Извлеките из приведенного ниже отрывка о Бьярмии без единого изменения часть, которая открывается словами «И всё же, несмотря» и завершается словами «от подлинной науки.».

- [ЦИТИРУЕМЫЙ ОТРЫВОК]:
----

Тем большее удивление может вызвать следующая за этими словами попытка Джаксон дискредитировать «дилетантскую статью о Бьярмии писателя А. Л. Никитина» (который, как известно, отрицал саму возможность появления скандинавов на Белом море ранее XV в.), якобы «послужившую поводом к искаженному толкованию советской исторической науки», опираясь при этом на беспрецедентное по своей наглости выступление норвежского «историка» Х. Станга[664], который пригрозил России «серьезными осложнениями в отношениях между нашими странами», если высказаный А. Л. Никитиным взгляд будет принят на вооружение «советской исторической наукой». Этот второй политический донос Т. Н. Джаксон тоже не был услышан «власть предержащими», но отмежевание от возможной «крамолы» со стороны Отдела истории древнейших государств Института истории АН СССР после окрика норвежского «историка», как это можно видеть по работам сотрудников Отдела, последовало незамедлительно уже в том же 1978 г.
И всё же, несмотря на столь серьезные предупреждения с норвежской стороны и «санкции» со стороны отечественных скандинавистов, рискну повторить, что ни Биармия/Бьярмаланд скандинавских саг, ни «святилище Йомали», ни поездки скандинавов к «бьярмам» в X–XI вв. не имели и не имеют никакого отношения к собственной истории России, будучи для нее лишь навязанным извне историографическим фантомом, преследующим цели, далекие от подлинной науки.
О специфике изучения источников раннего периода русской истории
Рассмотренные на предшествующих страницах многочисленные примеры ошибочного и прямо фантастического отражения прошлого в источниках, служащих основанием для реконструкции событий ранней русской истории, с неизбежностью ставят вопрос о методике изучения самих источников. В том, что здесь имеет место определенная специфика, убеждает множественность толкований одних и тех же фактов, а вместе с тем и повторение исследователями одних и тех же ошибок своих предшественников при оценке того или иного сообщения, почерпнутого из летописи, которое становится доминантой последующих выводов. Происходит так потому, что работа историка опирается на текст и определяется текстом исторического источника в широком понимании этого слова. Для ранней русской истории таким основополагающим источником служит текст ПВЛ, представленный исключительно своими поздними списками, поэтому его реконструкция всегда остается только более или менее остроумной гипотезой, как это можно видеть на примере многих работ А. А. Шахматова и его последователей.

----

- [ИСХОДНЫЕ ДАННЫЕ]:
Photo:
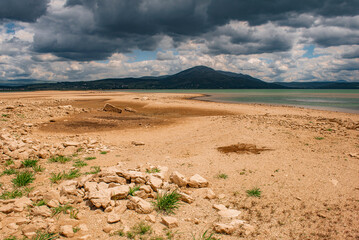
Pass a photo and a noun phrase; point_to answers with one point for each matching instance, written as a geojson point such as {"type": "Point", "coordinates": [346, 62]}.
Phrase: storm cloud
{"type": "Point", "coordinates": [272, 40]}
{"type": "Point", "coordinates": [27, 11]}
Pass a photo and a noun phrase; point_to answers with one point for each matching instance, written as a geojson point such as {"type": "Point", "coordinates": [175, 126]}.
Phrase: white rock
{"type": "Point", "coordinates": [196, 181]}
{"type": "Point", "coordinates": [169, 222]}
{"type": "Point", "coordinates": [178, 179]}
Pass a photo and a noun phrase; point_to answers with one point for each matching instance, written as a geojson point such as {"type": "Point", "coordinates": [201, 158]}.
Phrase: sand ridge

----

- [ГОТОВОЕ РЕШЕНИЕ]:
И всё же, несмотря на столь серьезные предупреждения с норвежской стороны и «санкции» со стороны отечественных скандинавистов, рискну повторить, что ни Биармия/Бьярмаланд скандинавских саг, ни «святилище Йомали», ни поездки скандинавов к «бьярмам» в X–XI вв. не имели и не имеют никакого отношения к собственной истории России, будучи для нее лишь навязанным извне историографическим фантомом, преследующим цели, далекие от подлинной науки.